• **What to produce**
Set down the full listing exactly as given. Any pictures are to be left out.

━━━━━━━━━━

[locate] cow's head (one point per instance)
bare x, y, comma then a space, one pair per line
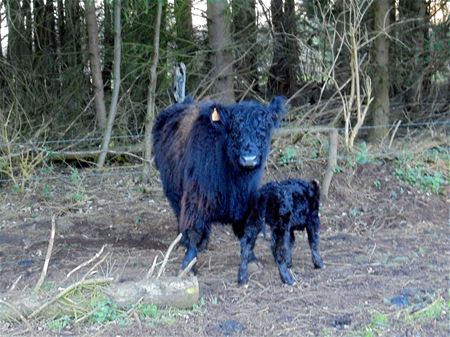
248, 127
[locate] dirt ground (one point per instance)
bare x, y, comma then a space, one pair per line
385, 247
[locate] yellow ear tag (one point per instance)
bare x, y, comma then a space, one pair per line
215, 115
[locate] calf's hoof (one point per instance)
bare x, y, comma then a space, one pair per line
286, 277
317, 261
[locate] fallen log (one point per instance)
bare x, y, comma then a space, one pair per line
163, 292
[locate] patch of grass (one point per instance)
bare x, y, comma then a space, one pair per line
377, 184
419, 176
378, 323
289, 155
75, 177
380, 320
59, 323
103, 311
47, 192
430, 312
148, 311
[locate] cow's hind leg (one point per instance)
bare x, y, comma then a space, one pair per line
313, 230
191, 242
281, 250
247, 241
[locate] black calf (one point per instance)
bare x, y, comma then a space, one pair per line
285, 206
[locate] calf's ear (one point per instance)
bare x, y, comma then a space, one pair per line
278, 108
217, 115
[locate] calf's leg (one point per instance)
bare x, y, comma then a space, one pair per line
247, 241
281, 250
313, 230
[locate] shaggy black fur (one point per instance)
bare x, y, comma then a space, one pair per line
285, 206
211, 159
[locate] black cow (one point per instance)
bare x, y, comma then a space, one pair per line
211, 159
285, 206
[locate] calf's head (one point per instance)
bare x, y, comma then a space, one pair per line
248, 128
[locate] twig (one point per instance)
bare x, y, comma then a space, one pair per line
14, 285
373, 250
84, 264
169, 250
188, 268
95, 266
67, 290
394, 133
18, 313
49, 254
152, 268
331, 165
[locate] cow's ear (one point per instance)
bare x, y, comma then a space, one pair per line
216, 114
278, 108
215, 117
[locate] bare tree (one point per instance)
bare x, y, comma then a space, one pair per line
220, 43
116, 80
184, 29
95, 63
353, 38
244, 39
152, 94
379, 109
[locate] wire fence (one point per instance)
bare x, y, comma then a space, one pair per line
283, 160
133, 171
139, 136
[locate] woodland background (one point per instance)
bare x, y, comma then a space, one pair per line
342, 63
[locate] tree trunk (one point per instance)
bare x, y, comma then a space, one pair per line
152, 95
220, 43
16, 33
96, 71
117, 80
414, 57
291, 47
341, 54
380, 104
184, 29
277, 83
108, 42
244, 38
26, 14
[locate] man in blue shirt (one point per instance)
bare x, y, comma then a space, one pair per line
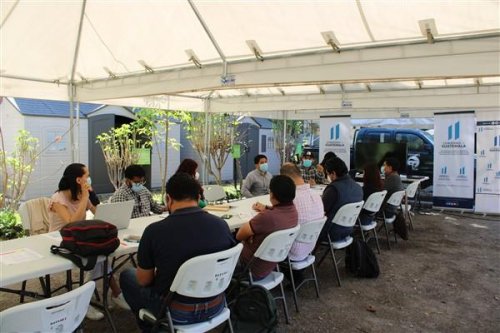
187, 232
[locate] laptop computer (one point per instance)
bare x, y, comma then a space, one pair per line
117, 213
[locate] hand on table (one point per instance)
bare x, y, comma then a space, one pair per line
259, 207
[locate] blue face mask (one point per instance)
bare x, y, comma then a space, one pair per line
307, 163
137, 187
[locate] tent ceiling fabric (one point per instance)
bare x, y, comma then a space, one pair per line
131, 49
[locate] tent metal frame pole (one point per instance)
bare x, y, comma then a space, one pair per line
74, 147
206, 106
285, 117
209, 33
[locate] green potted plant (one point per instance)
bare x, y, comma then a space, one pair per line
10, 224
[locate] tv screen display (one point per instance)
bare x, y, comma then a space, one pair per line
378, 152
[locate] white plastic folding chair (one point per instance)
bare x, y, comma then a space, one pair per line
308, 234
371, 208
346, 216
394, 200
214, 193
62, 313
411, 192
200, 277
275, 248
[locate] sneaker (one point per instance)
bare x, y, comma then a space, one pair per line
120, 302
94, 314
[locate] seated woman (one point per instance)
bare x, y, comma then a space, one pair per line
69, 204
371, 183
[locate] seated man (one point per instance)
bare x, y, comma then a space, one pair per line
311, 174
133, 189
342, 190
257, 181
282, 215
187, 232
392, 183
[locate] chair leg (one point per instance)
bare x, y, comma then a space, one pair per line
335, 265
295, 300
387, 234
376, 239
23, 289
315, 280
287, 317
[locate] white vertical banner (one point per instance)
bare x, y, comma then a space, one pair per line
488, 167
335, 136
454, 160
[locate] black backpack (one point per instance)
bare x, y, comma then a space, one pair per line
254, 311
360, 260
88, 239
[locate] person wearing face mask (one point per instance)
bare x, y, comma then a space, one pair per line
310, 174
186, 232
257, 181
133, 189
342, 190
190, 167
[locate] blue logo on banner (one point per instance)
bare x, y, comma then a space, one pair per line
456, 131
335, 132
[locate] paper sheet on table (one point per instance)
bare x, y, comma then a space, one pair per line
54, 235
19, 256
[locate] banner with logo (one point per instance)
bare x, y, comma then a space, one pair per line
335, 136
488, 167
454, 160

━━━━━━━━━━

• **Result for this task**
[locate] cow's head (one point per instance)
bare x, y, comma then a space, one pair per line
248, 127
[locate] dirt ground (one point per instance)
bare x, y, comma then a space, one pair per line
385, 247
[locate] yellow ear tag (one point per instance)
bare x, y, comma then a space, one pair per line
215, 115
[locate] calf's hoof (one point per instance)
bare x, y, comma then a space, one pair per line
286, 277
317, 261
[locate] fallen log (one point per instance)
bare x, y, comma then a space, one pair per line
163, 292
[locate] patch of grass (one point per instance)
bare x, y, comma then a space, one pair per line
377, 184
419, 176
378, 323
289, 155
75, 177
380, 320
59, 323
103, 311
47, 192
430, 312
148, 311
[locate] cow's hind leg (one point per instance)
bare x, y, comma then a space, one pair per line
313, 230
191, 242
281, 250
247, 241
[locate] black calf (one point per instance)
bare x, y, comma then a space, one pair per line
285, 206
[locate] calf's ear (one point per instance)
bare x, y, comma then a space, one pair per line
278, 108
217, 115
[locate] calf's leg (one point per instance)
bare x, y, comma then a space, one pair per line
247, 241
281, 250
313, 230
[locate] shaggy black fur (one point per instance)
bare x, y, comma then a space, one pair per line
285, 206
211, 159
[locate] black cow (one point per instance)
bare x, y, comma then a space, one pair per line
211, 159
285, 206
[locate] calf's head (one point per instance)
bare x, y, comma then a space, one pair per line
248, 128
[locate] twig (one point per instance)
bare x, y, comma then a space, one pair per line
14, 285
373, 250
84, 264
169, 250
188, 268
95, 266
67, 290
394, 133
18, 313
49, 254
152, 268
331, 165
[locate] cow's ear (one point per instance)
bare x, y, comma then a space, one pair per line
216, 114
278, 108
215, 117
[locate] bare tree (one point per instance)
bare x, y, comma then a space, one pair per line
220, 43
116, 80
184, 29
95, 63
353, 38
244, 39
152, 94
379, 109
[locate] wire fence (one point per instance)
bare x, y, comma then a space, one pair per line
283, 160
133, 171
139, 136
[locate] woodland background (one point per instance)
bare x, y, comma then a space, one pair per line
342, 63
[locate] tree trunk (one point per instance)
bare x, y, comma then a space, one pair per line
152, 95
220, 43
16, 33
96, 71
117, 80
414, 57
291, 47
341, 54
380, 104
184, 29
277, 83
108, 42
244, 38
26, 14
[locate] man in blue shirt (one point per instance)
bare x, y, comma then a space, one pair per line
187, 232
[locate] laptop computer (one point per instance)
bare x, y, comma then a space, one pair per line
117, 213
[locate] hand on table (one point per instance)
bare x, y, comma then a space, one pair per line
259, 207
[locate] blue face mask (one point per instance)
bare x, y, comma then a space, one pair per line
307, 163
137, 187
[locate] tent ceiling fabric (one point per instance)
bare x, y, comma then a space, one pair per line
131, 49
[locate] tent metal frame pole (one point per instance)
bare x, y, comma then a space, one pair per line
74, 147
206, 106
285, 117
209, 33
[locate] green potted plant (one point per instance)
bare x, y, comma then a space, one pair per line
10, 224
[locate] tv screen display (one point per instance)
bare x, y, comma then a space, one pair per line
378, 152
[locate] white plastic folding chair (one point per instance)
bare x, y, comma then a space, one pair per line
308, 234
371, 208
346, 216
394, 200
214, 193
62, 313
411, 192
200, 277
275, 248
[locate] sneaker (one point per instance)
bare x, y, comma then a space, one pair per line
120, 302
94, 314
[locate] seated woman (one point per instance)
bare x, y, comma then a space, one pair per line
69, 204
371, 183
[locate] seated man (one point per instance)
bare x, y, comma then a space, one pair per line
311, 174
133, 189
342, 190
257, 181
282, 215
187, 232
392, 183
[locate] chair leg (one point per instance)
bare x, y, comma then a space, one pair per line
335, 265
295, 300
387, 234
376, 239
23, 289
315, 280
287, 317
[locate] white vertical banner (one point per instance)
bare x, y, comma then a space, one pair per line
488, 167
335, 136
454, 160
[locate] black backpack (one point per instance)
bare x, y, comma then a space, one pair per line
254, 311
360, 260
88, 239
[locate] person wearing face mask (one point per instance)
bare x, y, comma then a space, one pair per line
310, 174
186, 232
257, 181
133, 189
342, 190
190, 167
[locate] blue logo on banner (one point per instance)
bare x, y, comma then a space, one pair per line
456, 131
335, 132
[locate] paper sheet on table (one point per instance)
bare x, y, comma then a space, one pair per line
54, 235
19, 256
[locate] banner with logo (one point per instance)
bare x, y, comma then a space, one pair per line
335, 136
488, 167
454, 160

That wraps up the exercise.